== WRITTEN EXERCISE ==
Write out, verbatim, the part of the data below that starts at the line containing "at the pink" and ends at the last line of the data, including both of those lines.

Point-based annotation data
○ ○ ○

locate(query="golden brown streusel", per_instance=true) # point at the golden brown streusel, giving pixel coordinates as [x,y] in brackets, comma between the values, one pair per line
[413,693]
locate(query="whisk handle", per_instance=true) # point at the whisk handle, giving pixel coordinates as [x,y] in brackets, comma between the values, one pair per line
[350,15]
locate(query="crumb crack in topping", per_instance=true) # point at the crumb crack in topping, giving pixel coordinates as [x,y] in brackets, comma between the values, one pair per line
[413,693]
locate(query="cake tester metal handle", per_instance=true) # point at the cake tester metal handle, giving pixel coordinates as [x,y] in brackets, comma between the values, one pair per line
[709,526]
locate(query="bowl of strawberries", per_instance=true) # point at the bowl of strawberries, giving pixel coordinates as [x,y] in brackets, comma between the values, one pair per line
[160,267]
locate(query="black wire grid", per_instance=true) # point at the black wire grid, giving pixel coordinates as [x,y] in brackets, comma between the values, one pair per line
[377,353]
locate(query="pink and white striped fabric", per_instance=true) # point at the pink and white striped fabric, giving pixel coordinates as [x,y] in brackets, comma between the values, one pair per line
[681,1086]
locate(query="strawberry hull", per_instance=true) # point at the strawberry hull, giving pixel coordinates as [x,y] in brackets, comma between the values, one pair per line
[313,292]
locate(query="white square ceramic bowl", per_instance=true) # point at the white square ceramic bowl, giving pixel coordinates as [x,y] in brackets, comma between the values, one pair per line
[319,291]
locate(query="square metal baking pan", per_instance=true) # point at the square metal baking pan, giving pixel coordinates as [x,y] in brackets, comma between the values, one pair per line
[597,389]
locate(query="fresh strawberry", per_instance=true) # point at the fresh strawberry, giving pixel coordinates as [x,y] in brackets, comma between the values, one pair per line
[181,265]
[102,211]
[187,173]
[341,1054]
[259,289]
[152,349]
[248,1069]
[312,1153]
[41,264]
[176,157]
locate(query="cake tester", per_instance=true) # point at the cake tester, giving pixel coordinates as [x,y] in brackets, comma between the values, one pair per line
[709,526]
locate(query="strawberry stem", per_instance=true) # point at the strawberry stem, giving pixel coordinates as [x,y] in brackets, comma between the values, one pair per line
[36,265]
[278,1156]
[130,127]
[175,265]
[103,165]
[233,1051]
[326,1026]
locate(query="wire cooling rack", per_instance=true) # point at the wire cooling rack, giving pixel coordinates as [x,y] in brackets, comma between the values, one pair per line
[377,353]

○ ○ ○

== FINAL ANSWER ==
locate(query="pink and white striped fabric", per_instance=true) # point at the pink and white striped fabric, giving pixel coordinates as [x,y] in brackets, comma between the values, one pair per line
[681,1086]
locate(query="strawberry hull", per_instance=true) # point at the strawberry hull, giving pixel coordinates as [x,y] in brackets, comma between the values, one pair per line
[313,292]
locate(query="white square ceramic bowl", per_instance=true) # point at the white square ceramic bowl, giving pixel coordinates as [x,y] in brackets, comma between the values, one pair per line
[319,291]
locate(query="square metal baking pan", per_instance=true) # point at the square metal baking pan, giving pixel coordinates as [x,y] in brackets, comma between the values, one pair per line
[597,389]
locate(query="fresh strawberry", per_instance=true) # point at the fresh strawberry, giving pixel coordinates as [x,y] in brackets, comma between the values, one pair per line
[181,265]
[102,211]
[187,173]
[341,1054]
[259,289]
[152,349]
[248,1069]
[312,1153]
[41,264]
[176,157]
locate(query="cake tester", per_instance=true) # point at the cake tester, giving pixel coordinates as [x,y] in brackets, comma between the values, one pair per line
[709,526]
locate(query="strawberry stem", per_instance=true) # point at the strawberry stem, giving pixel coordinates as [x,y] in brackets, comma between the values, one pair per line
[36,265]
[278,1156]
[130,127]
[175,265]
[103,165]
[233,1051]
[326,1026]
locate(query="wire cooling rack", per_instance=true) # point at the wire cooling rack, giving pixel coordinates as [x,y] in brackets, comma between the values, one pair per line
[377,353]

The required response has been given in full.